#### Exercises
1. From the No Defaults clause:
(a) What section number does the clause carry?
(b) What effect would a violation, default or breach have to have to fall within the clause?
(c) Besides notice, what can turn a state of facts into an event of default?
2. Can you reproduce the No Defaults clause between "4.8. No Defaults." and "event of default.", inclusive?

#### Text block
------------------------------------------------

4.8. No Defaults. Neither the Company nor any of its subsidiaries is
in violation or default of any provision of its certificate of incorporation or
bylaws, or any organizational documents, or is in breach with respect to any
provision of any agreement, judgment, decree, order, mortgage, deed of trust,
lease, franchise, license, indenture, permit or other instrument to which it is
a party or by which it or any of its properties are bound which violation,
default or breach would have a Material Adverse Effect; and there does not exist
any state of facts which constitutes ail event of default on the part of the
Company or any such subsidiary as defined in such documents or which, with
notice or lapse of time or both, would constitute such an event of default.

------------------------------------------------

#### Recorded information
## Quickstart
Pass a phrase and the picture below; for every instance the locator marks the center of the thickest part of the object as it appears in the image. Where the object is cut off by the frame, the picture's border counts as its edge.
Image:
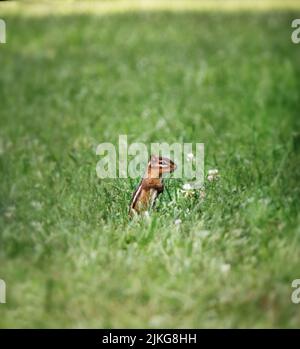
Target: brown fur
(151, 185)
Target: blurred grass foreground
(75, 74)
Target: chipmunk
(151, 184)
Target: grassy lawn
(68, 253)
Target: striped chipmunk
(151, 184)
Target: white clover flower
(225, 268)
(210, 178)
(213, 174)
(190, 157)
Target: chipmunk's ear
(154, 160)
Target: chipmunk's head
(159, 165)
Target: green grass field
(68, 253)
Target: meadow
(69, 255)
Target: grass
(68, 253)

------------------------------------------------

#### Per-task answers
1.
(a) 4.8
(b) A Material Adverse Effect
(c) Lapse of time, or notice and lapse of time together

2.
4.8. No Defaults. Neither the Company nor any of its subsidiaries is
in violation or default of any provision of its certificate of incorporation or
bylaws, or any organizational documents, or is in breach with respect to any
provision of any agreement, judgment, decree, order, mortgage, deed of trust,
lease, franchise, license, indenture, permit or other instrument to which it is
a party or by which it or any of its properties are bound which violation,
default or breach would have a Material Adverse Effect; and there does not exist
any state of facts which constitutes ail event of default on the part of the
Company or any such subsidiary as defined in such documents or which, with
notice or lapse of time or both, would constitute such an event of default.